Extracted text:
:::::
Limitations & Future Work

  • Collision-frame annotation remains necessary; the method cannot be applied in fully unsupervised settings.
  • FFR and AMC are disabled for non-accident videos, meaning the model relies solely on BCE loss to model safe scenarios.
  • Only the 3D CNN encoder is evaluated; Transformer or multimodal encoders remain unexplored.
  • Fixed resampling to 10 FPS may discard critical information in rapidly evolving scenes.
  • Future work could consider bidirectional risk propagation (not only back-propagating from collision frames, but also forward-constraining from safe periods).
  • vs AdaLEA/CRASH: These methods rely on exponential decay weighting or manually annotated anomaly onset frames to define positive sample windows. RiskProp completely removes these subjective designs and outperforms them using only collision frames and self-supervised constraints.
:::::
Record list:
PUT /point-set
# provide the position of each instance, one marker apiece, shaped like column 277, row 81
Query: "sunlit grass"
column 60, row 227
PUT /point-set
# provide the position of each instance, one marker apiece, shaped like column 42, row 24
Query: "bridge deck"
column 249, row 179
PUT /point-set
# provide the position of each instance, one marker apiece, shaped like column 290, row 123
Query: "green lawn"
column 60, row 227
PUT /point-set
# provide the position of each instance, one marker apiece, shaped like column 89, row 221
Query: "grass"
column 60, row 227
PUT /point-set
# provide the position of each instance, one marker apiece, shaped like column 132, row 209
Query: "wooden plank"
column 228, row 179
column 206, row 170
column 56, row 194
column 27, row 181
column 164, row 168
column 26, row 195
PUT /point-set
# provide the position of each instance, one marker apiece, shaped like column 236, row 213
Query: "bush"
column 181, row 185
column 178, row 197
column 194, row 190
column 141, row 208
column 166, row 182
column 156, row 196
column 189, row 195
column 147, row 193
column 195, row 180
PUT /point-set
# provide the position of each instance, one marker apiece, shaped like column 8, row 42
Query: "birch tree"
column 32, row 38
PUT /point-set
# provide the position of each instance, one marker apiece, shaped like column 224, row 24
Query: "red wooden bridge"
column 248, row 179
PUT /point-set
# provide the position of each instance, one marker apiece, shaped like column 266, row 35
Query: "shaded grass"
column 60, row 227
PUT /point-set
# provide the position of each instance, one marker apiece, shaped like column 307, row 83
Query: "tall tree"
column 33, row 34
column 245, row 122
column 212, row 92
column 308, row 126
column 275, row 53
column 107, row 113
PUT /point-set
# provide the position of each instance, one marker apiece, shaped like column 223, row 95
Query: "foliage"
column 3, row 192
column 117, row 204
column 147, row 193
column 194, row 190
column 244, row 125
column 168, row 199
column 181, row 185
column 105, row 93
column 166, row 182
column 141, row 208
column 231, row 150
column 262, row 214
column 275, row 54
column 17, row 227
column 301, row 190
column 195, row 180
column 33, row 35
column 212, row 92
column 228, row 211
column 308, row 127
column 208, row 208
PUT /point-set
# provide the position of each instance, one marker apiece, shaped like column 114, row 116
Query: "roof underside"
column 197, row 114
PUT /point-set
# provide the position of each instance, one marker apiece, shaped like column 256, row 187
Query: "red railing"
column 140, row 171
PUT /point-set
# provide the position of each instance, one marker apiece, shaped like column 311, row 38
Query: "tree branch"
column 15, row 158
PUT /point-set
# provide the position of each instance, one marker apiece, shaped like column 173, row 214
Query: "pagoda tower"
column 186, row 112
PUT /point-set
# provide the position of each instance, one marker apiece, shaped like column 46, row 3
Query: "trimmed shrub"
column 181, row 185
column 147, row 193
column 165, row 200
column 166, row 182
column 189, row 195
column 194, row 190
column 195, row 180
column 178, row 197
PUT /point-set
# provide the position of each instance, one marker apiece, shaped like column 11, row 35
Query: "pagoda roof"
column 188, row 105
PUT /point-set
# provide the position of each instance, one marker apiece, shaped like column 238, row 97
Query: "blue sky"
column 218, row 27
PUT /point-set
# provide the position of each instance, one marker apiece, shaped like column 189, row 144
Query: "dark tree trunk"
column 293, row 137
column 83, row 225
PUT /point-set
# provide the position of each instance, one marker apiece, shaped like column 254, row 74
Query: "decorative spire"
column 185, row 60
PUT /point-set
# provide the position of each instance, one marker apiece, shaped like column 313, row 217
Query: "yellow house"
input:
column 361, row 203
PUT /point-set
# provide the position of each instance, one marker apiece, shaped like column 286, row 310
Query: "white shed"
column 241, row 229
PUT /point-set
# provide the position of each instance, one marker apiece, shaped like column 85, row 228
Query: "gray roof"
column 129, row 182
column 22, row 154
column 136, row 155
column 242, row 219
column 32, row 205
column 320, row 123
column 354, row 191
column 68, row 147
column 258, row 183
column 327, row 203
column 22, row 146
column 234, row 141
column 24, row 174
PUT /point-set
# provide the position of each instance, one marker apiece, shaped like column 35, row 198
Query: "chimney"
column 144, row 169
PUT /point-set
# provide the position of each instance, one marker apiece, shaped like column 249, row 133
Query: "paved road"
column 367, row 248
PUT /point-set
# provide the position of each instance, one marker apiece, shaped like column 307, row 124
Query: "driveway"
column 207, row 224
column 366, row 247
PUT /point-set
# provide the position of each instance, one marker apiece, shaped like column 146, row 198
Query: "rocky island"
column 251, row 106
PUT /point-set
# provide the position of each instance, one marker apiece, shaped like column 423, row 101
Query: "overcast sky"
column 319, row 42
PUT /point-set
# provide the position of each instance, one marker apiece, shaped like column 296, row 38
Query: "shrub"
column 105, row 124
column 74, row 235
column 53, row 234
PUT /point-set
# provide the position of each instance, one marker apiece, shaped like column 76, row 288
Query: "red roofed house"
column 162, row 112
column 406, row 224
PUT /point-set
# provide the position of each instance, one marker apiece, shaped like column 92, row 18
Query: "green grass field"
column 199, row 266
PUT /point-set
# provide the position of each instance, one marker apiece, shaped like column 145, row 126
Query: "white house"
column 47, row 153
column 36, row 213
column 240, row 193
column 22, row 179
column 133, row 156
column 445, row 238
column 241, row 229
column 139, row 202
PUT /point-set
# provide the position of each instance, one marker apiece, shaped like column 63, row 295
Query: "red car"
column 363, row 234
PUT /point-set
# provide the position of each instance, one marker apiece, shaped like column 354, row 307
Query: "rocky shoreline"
:::::
Actions to take:
a) According to the limitations section, why does the model rely only on BCE loss to model safe scenarios?
b) Duplicate the rows from the first one up to and including the line with "column 26, row 195".
The rows are unrelated to the text.

Written responses:
a) FFR and AMC are disabled for non-accident videos, so BCE loss is the only component left to model safe scenarios.

b)
PUT /point-set
# provide the position of each instance, one marker apiece, shaped like column 277, row 81
Query: "sunlit grass"
column 60, row 227
PUT /point-set
# provide the position of each instance, one marker apiece, shaped like column 42, row 24
Query: "bridge deck"
column 249, row 179
PUT /point-set
# provide the position of each instance, one marker apiece, shaped like column 290, row 123
Query: "green lawn"
column 60, row 227
PUT /point-set
# provide the position of each instance, one marker apiece, shaped like column 89, row 221
Query: "grass"
column 60, row 227
PUT /point-set
# provide the position of each instance, one marker apiece, shaped like column 132, row 209
Query: "wooden plank"
column 228, row 179
column 206, row 170
column 56, row 194
column 27, row 181
column 164, row 168
column 26, row 195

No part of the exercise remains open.